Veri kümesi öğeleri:
----------

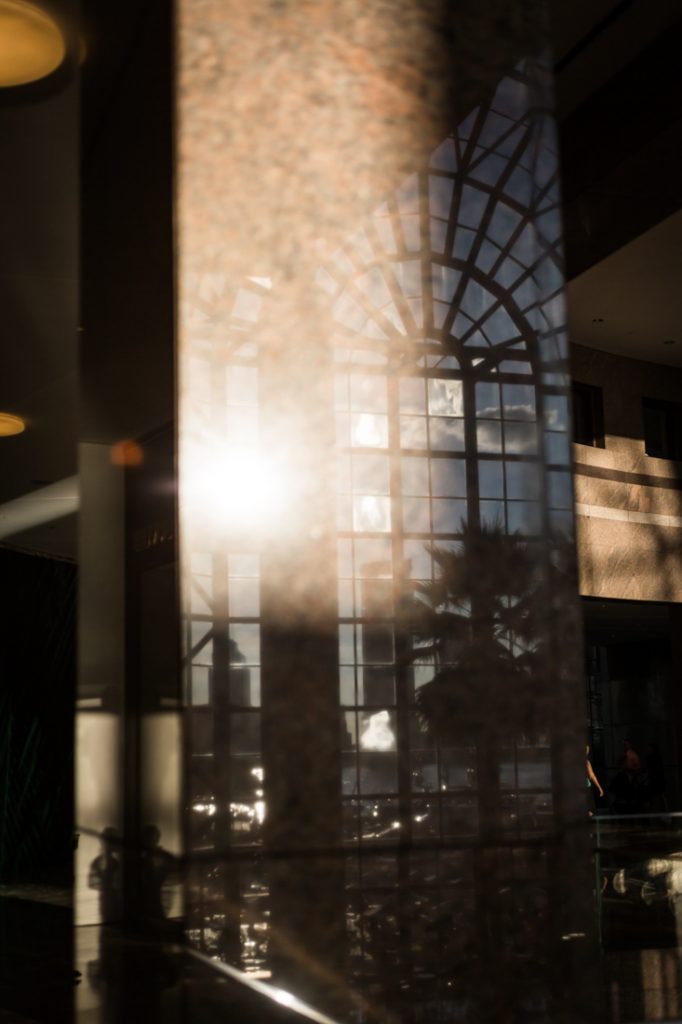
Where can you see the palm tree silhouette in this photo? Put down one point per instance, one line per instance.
(479, 622)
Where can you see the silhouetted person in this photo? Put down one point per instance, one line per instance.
(654, 772)
(104, 876)
(156, 868)
(594, 785)
(629, 760)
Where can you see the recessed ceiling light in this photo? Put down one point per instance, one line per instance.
(10, 425)
(32, 45)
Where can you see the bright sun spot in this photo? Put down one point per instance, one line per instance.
(238, 488)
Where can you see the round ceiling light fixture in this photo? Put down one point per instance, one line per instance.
(32, 44)
(10, 425)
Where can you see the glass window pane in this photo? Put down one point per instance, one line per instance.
(556, 412)
(376, 685)
(523, 517)
(349, 784)
(449, 515)
(487, 400)
(445, 434)
(372, 514)
(348, 722)
(522, 480)
(560, 489)
(346, 645)
(413, 394)
(520, 438)
(371, 474)
(244, 565)
(415, 476)
(418, 560)
(369, 430)
(245, 732)
(343, 474)
(245, 644)
(373, 558)
(347, 685)
(413, 432)
(488, 436)
(375, 644)
(557, 449)
(445, 397)
(493, 515)
(449, 478)
(416, 515)
(244, 598)
(491, 482)
(375, 597)
(378, 772)
(378, 730)
(424, 771)
(368, 394)
(519, 401)
(346, 607)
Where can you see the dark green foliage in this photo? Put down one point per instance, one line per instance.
(37, 688)
(482, 621)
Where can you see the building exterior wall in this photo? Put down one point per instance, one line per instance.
(629, 504)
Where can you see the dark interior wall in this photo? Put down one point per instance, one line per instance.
(37, 688)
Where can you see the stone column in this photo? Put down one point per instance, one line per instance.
(367, 217)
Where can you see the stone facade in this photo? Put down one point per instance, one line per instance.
(629, 504)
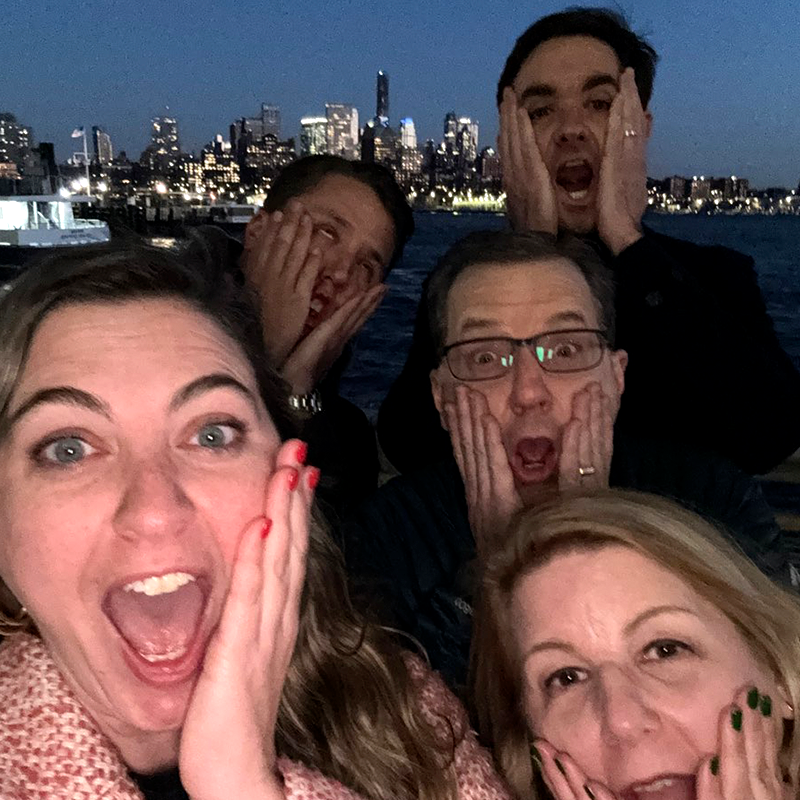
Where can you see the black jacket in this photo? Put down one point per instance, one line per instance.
(410, 548)
(705, 365)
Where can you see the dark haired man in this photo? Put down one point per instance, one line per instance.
(317, 256)
(527, 380)
(706, 366)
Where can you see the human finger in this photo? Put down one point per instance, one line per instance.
(285, 235)
(297, 254)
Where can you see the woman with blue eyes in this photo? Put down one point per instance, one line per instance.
(627, 651)
(176, 623)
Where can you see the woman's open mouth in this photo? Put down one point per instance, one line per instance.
(159, 620)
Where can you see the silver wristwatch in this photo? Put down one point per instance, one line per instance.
(306, 404)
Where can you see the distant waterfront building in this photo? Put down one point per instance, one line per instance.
(313, 135)
(16, 141)
(342, 132)
(700, 189)
(408, 134)
(382, 104)
(103, 151)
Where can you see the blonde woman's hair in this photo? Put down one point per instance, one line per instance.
(766, 615)
(350, 707)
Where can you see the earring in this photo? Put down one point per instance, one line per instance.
(10, 625)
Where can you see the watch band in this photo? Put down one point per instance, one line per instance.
(306, 404)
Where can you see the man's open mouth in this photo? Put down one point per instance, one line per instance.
(575, 178)
(159, 618)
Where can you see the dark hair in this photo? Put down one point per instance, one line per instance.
(508, 247)
(117, 272)
(304, 174)
(603, 24)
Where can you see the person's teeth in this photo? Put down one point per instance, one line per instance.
(655, 786)
(171, 655)
(161, 584)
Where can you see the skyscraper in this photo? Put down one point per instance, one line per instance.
(408, 134)
(313, 135)
(382, 107)
(15, 140)
(342, 133)
(270, 120)
(103, 151)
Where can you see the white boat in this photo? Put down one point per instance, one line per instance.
(37, 223)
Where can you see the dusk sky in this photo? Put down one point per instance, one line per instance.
(727, 93)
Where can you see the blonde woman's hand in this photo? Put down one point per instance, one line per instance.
(746, 765)
(564, 779)
(492, 497)
(228, 739)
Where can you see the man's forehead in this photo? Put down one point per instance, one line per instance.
(565, 59)
(537, 290)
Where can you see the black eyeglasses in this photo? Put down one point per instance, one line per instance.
(556, 351)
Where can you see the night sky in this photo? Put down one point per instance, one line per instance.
(727, 95)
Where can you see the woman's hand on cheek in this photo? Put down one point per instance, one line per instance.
(747, 763)
(563, 777)
(228, 738)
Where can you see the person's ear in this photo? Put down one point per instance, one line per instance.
(255, 229)
(438, 396)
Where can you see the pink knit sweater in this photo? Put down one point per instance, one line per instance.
(50, 749)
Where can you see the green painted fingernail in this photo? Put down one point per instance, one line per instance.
(766, 705)
(736, 719)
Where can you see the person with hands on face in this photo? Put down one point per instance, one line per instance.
(528, 381)
(574, 124)
(176, 618)
(317, 256)
(626, 649)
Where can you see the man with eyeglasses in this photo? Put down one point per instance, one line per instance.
(528, 384)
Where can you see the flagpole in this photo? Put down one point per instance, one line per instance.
(86, 163)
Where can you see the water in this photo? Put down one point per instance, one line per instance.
(381, 349)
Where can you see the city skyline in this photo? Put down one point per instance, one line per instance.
(725, 100)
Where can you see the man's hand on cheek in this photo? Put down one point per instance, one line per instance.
(530, 194)
(622, 192)
(492, 498)
(588, 442)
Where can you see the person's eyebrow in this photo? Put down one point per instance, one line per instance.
(600, 79)
(207, 383)
(537, 90)
(639, 619)
(566, 316)
(60, 395)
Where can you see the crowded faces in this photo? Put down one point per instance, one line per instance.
(317, 256)
(177, 623)
(627, 651)
(528, 381)
(574, 123)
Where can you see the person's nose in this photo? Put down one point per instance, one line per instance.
(529, 386)
(153, 504)
(571, 125)
(626, 712)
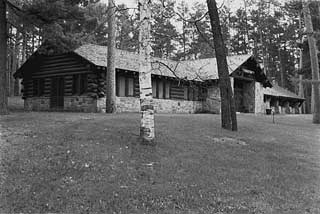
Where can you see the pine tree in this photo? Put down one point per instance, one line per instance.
(228, 111)
(111, 70)
(3, 59)
(146, 102)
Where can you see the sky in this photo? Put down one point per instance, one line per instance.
(233, 4)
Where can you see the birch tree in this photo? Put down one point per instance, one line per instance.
(3, 59)
(146, 101)
(314, 62)
(228, 111)
(111, 73)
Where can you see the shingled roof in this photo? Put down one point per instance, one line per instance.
(203, 69)
(277, 91)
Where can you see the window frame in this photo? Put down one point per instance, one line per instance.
(79, 84)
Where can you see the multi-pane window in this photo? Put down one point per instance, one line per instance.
(38, 87)
(160, 89)
(191, 93)
(79, 84)
(125, 86)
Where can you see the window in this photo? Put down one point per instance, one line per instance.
(191, 93)
(167, 90)
(79, 84)
(160, 89)
(38, 87)
(125, 86)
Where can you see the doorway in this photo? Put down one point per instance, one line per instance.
(57, 93)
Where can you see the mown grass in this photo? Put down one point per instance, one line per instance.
(93, 163)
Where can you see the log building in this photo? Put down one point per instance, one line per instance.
(75, 81)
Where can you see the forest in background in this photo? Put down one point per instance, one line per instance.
(271, 31)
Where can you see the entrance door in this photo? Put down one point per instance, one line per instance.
(238, 95)
(57, 92)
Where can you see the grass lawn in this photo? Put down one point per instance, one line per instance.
(93, 163)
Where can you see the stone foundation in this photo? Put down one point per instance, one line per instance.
(124, 104)
(80, 104)
(37, 104)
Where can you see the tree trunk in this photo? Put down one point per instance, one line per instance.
(111, 72)
(16, 65)
(302, 109)
(146, 102)
(3, 59)
(314, 63)
(228, 113)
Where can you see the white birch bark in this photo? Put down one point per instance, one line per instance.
(111, 71)
(314, 63)
(146, 102)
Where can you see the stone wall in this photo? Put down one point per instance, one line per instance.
(80, 104)
(132, 104)
(129, 104)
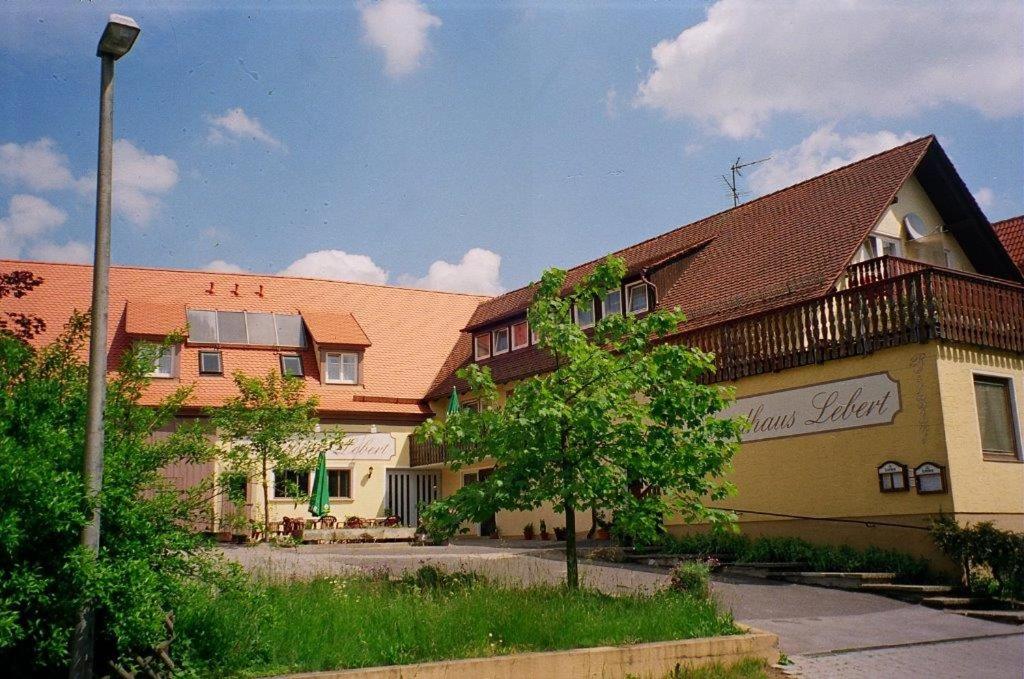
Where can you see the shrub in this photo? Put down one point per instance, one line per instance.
(739, 548)
(692, 578)
(982, 550)
(148, 556)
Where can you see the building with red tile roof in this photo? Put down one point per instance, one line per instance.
(1011, 232)
(880, 280)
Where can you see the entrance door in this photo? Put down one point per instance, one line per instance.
(408, 490)
(489, 523)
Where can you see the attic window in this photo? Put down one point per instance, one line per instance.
(637, 298)
(612, 303)
(584, 313)
(246, 328)
(520, 335)
(501, 341)
(481, 346)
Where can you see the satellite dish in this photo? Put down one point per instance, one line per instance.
(914, 226)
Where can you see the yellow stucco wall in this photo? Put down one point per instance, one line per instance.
(368, 487)
(933, 249)
(981, 489)
(834, 473)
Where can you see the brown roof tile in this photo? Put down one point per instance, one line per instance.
(785, 247)
(411, 339)
(334, 329)
(1011, 232)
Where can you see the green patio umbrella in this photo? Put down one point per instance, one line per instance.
(454, 401)
(320, 501)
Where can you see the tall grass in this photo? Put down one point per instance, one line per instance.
(334, 623)
(782, 549)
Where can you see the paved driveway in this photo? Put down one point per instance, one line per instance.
(826, 633)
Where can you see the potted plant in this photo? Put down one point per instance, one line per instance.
(239, 525)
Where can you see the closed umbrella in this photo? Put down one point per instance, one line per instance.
(454, 401)
(320, 501)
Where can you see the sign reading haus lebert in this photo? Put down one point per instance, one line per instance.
(859, 401)
(365, 447)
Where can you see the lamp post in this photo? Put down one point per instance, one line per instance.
(118, 38)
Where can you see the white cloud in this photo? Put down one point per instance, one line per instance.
(140, 179)
(985, 197)
(338, 265)
(824, 150)
(72, 251)
(477, 271)
(28, 217)
(611, 103)
(235, 124)
(747, 62)
(397, 28)
(221, 266)
(37, 165)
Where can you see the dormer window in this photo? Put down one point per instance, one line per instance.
(637, 298)
(481, 346)
(341, 368)
(612, 303)
(584, 313)
(520, 335)
(165, 365)
(291, 365)
(501, 341)
(210, 363)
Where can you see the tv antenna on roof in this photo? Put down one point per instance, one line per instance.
(736, 171)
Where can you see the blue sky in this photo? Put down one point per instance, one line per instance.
(468, 145)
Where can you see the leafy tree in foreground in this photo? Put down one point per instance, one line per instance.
(269, 425)
(620, 423)
(147, 557)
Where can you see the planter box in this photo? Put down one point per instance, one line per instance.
(643, 660)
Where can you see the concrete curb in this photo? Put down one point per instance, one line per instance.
(642, 660)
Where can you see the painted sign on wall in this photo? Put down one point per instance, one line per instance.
(365, 447)
(859, 401)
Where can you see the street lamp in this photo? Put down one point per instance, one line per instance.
(118, 38)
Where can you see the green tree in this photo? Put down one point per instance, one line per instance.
(271, 424)
(147, 557)
(621, 422)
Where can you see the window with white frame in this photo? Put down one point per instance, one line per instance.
(341, 368)
(637, 298)
(339, 482)
(584, 313)
(996, 420)
(880, 246)
(291, 365)
(210, 363)
(165, 364)
(501, 341)
(520, 335)
(290, 483)
(612, 303)
(481, 346)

----------

"Where can you see the blue" ifadesini içeren satırdan başlayıp öğelerin sonuna kadar uzanan satırları, "Put down" ifadesinin geçtiği her yeri "Mark" olarak değiştirerek yeniden yazınız. Diğer her şey değişmeden kalmalıdır.

Where can you see the blue sky in this photo? Mark one point per instance, one line per instance.
(468, 145)
Where can you see the leafy tree in foreground in this photo? Mark one point per instance, one line per instance.
(269, 425)
(620, 423)
(147, 557)
Where can you see the planter box in this photo? Mark one point per instance, one line per instance.
(643, 660)
Where can you see the concrete curb in this photo? Mark one point per instance, one line per instance.
(642, 660)
Where can you see the painted sign on wall in this photo? Mark one point per instance, one line per instance.
(365, 447)
(859, 401)
Where can you see the street lamp in this photo? Mark one point per instance, one line per instance.
(118, 38)
Where can you see the green tree in this photo? Mark one point per instance, one line per instance.
(271, 424)
(147, 557)
(621, 422)
Where can you see the window with white frame in this photo? Mark one point per instance, one line per instance.
(341, 368)
(637, 298)
(339, 482)
(584, 313)
(996, 420)
(880, 246)
(291, 365)
(210, 363)
(165, 364)
(501, 341)
(520, 335)
(290, 483)
(612, 303)
(481, 346)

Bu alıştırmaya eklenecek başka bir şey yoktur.